**DOCUMENT PASSAGE**
_ _ _

Like many small businesses, Baltimore Tool Works has overcome
numerous business challenges over the years. None, however,
was more serious than the looming crisis that Harry McCarty,
the third-generation president of the family owned Baltimore
Tool Works, sensed in 2001. As recession pummeled U.S. manufacturing,
low-cost manufacturers were springing up around the world
to challenge U.S. companies. Some of these international manufacturers
could make high quality struck tools for less than half the
cost charged by U.S. based manufacturers. McCarty worried
that imported chisels would soon shatter the domestic struck
tool industry.
McCarty
and other U.S. manufacturers had faced similar threats during
the 1980s, when European and Pacific Rim manufacturers built
automated factories, cut labor costs, and undercut U.S. prices
for vehicles, electronic equipment, and other products. Back
then, McCarty survived by utilizing lean manufacturing procedures
in the Baltimore Tool Works production process. The move doubled
production, improved quality, and allowed price cuts to match
the competition.

_ _ _

**PROBLEMS TO WORK ON**
1) Answer these questions from the Baltimore Tool Works passage, one per line:
(a) In what year did Harry McCarty sense the looming crisis?
(b) Which generation of president is McCarty in the family business?
(c) In which decade did U.S. manufacturers face similar threats from European and Pacific Rim manufacturers?
2) Please copy the stretch of the Baltimore Tool Works passage from "Like many small" through "tool industry.".
3) Does the Baltimore Tool Works passage support each statement? Answer yes or no, and quote the words that decide it.
(a) Some international manufacturers could produce high-quality struck tools for under half the U.S. cost.
(b) In the 1980s, McCarty survived by moving production overseas.
(c) Baltimore Tool Works is a family-owned business.
None of the records are needed.

**Records excerpted from a collection**
_ _ _

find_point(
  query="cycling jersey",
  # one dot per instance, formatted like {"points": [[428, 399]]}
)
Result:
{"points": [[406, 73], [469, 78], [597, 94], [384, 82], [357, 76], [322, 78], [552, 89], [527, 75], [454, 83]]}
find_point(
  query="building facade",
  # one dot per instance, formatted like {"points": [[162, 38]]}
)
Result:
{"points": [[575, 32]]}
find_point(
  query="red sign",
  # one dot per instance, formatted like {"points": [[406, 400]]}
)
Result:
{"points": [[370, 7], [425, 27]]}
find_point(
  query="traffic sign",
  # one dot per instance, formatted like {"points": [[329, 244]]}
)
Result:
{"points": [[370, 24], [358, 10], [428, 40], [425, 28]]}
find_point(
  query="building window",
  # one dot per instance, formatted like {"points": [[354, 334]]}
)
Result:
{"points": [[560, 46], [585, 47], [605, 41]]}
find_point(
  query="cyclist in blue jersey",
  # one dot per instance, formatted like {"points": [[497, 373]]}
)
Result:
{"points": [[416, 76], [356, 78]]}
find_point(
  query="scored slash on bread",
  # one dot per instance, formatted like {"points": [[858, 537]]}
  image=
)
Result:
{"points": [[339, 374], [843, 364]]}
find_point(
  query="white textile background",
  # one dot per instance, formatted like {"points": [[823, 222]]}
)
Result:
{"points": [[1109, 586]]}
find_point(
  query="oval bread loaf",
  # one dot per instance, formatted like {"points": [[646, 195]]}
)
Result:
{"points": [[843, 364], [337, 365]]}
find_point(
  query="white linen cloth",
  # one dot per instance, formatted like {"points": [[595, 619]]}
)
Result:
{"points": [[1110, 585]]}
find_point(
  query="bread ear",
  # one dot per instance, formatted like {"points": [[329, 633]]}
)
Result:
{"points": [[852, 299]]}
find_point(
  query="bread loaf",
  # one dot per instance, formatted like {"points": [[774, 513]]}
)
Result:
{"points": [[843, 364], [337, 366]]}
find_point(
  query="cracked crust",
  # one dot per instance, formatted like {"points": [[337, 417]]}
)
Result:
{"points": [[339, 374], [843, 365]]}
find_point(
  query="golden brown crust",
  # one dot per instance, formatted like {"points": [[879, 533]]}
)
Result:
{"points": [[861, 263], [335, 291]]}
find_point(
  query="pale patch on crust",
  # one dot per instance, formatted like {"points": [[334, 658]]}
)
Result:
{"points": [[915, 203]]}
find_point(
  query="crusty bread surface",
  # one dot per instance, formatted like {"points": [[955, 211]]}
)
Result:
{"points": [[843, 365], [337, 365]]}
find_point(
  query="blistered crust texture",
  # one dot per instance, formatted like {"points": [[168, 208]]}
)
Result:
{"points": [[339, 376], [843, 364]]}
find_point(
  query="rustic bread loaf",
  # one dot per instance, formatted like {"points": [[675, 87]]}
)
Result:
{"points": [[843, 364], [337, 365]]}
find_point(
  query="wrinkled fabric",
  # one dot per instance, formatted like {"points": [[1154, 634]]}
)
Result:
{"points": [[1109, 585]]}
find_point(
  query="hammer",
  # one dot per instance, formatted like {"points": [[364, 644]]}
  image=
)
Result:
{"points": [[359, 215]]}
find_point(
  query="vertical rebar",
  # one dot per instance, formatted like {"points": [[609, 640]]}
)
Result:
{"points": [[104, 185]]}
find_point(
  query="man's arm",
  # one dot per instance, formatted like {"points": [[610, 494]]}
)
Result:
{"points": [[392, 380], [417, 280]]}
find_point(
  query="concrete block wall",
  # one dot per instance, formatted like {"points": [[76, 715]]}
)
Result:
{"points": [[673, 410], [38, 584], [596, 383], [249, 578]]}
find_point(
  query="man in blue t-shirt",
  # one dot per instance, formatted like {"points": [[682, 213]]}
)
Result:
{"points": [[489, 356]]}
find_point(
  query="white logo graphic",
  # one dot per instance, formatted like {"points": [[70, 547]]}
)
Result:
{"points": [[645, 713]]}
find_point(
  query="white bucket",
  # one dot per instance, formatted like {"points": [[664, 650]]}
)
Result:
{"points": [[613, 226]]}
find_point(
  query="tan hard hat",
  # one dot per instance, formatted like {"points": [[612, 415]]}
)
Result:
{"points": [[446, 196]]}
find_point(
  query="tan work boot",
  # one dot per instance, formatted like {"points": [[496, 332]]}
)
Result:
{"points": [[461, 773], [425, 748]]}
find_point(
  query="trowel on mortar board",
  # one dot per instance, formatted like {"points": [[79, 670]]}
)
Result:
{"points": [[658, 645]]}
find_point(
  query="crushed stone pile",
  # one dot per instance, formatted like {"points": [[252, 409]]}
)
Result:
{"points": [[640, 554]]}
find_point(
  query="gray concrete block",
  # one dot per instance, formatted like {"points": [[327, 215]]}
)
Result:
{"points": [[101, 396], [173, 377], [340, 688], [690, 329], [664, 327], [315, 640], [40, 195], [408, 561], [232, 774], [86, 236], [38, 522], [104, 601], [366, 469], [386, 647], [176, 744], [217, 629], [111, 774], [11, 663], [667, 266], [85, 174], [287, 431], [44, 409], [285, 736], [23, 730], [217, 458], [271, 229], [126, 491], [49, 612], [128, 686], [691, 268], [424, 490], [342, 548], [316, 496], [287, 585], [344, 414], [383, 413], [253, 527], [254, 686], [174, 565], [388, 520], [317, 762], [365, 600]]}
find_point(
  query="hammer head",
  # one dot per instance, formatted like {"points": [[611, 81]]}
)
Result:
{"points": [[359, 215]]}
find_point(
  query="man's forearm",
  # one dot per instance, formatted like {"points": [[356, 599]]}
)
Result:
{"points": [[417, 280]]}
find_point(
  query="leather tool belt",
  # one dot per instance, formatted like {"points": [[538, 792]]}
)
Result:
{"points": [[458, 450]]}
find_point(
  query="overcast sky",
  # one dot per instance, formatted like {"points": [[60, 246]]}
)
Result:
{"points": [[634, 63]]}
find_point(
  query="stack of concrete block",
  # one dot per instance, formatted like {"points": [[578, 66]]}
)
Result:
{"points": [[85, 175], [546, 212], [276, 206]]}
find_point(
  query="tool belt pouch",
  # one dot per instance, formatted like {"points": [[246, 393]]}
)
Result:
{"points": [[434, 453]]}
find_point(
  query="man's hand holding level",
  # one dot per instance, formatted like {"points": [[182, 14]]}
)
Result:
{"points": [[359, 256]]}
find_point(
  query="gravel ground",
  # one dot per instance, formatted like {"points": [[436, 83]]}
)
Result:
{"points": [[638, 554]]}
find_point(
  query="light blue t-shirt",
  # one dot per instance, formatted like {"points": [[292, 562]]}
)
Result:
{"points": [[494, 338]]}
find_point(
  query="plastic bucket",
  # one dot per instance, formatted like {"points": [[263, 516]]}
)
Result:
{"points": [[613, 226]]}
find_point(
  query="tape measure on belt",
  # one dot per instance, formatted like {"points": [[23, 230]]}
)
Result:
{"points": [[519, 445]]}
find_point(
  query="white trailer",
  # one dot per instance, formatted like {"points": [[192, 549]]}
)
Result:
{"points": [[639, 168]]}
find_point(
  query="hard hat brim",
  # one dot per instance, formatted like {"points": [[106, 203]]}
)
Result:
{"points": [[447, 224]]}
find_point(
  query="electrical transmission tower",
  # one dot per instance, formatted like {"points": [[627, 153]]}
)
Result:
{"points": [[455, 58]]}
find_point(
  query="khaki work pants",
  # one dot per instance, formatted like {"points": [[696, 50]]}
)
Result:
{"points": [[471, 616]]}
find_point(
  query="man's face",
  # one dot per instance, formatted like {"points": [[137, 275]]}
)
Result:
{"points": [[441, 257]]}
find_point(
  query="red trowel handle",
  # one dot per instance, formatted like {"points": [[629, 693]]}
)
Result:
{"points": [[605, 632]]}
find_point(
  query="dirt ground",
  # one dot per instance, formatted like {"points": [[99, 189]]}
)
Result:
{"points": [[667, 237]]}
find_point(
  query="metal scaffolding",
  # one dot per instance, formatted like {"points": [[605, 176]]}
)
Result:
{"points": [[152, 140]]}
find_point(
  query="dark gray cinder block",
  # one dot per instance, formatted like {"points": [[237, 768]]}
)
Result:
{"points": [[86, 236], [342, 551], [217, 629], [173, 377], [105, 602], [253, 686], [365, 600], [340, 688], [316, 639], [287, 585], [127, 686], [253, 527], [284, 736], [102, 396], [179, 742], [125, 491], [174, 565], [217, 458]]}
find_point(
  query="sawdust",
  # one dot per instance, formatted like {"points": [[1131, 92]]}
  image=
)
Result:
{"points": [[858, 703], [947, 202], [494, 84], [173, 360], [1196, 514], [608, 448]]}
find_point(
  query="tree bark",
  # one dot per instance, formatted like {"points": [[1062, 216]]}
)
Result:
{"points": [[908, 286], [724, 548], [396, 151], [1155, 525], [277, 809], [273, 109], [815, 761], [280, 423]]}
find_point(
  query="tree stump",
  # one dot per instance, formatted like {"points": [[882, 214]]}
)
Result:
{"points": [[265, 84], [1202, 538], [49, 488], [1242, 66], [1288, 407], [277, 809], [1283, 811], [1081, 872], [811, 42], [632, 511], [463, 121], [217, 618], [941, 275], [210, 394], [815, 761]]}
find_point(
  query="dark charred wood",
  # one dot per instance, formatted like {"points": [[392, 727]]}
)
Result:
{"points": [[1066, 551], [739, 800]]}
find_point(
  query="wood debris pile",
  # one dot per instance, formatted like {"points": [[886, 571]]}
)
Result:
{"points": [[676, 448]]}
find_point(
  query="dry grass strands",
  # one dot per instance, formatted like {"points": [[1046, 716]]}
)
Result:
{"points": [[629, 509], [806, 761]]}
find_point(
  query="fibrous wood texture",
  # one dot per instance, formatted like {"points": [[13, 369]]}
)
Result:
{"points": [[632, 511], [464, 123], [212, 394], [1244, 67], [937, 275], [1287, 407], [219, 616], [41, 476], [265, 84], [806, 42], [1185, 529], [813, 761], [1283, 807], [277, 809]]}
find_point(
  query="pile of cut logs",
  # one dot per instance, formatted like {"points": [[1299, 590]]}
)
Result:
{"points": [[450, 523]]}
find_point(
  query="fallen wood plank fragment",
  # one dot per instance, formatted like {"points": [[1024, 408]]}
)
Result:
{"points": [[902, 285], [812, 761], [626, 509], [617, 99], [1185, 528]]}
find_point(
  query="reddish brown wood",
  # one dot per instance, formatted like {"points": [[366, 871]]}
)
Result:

_ _ _

**ANSWERS TO THE EXERCISES**
1)
(a) 2001
(b) Third generation
(c) The 1980s

2)
Like many small businesses, Baltimore Tool Works has overcome
numerous business challenges over the years. None, however,
was more serious than the looming crisis that Harry McCarty,
the third-generation president of the family owned Baltimore
Tool Works, sensed in 2001. As recession pummeled U.S. manufacturing,
low-cost manufacturers were springing up around the world
to challenge U.S. companies. Some of these international manufacturers
could make high quality struck tools for less than half the
cost charged by U.S. based manufacturers. McCarty worried
that imported chisels would soon shatter the domestic struck
tool industry.

3)
(a) Yes: "could make high quality struck tools for less than half the cost charged by U.S. based manufacturers"
(b) No: "McCarty survived by utilizing lean manufacturing procedures in the Baltimore Tool Works production process"
(c) Yes: "the family owned Baltimore Tool Works"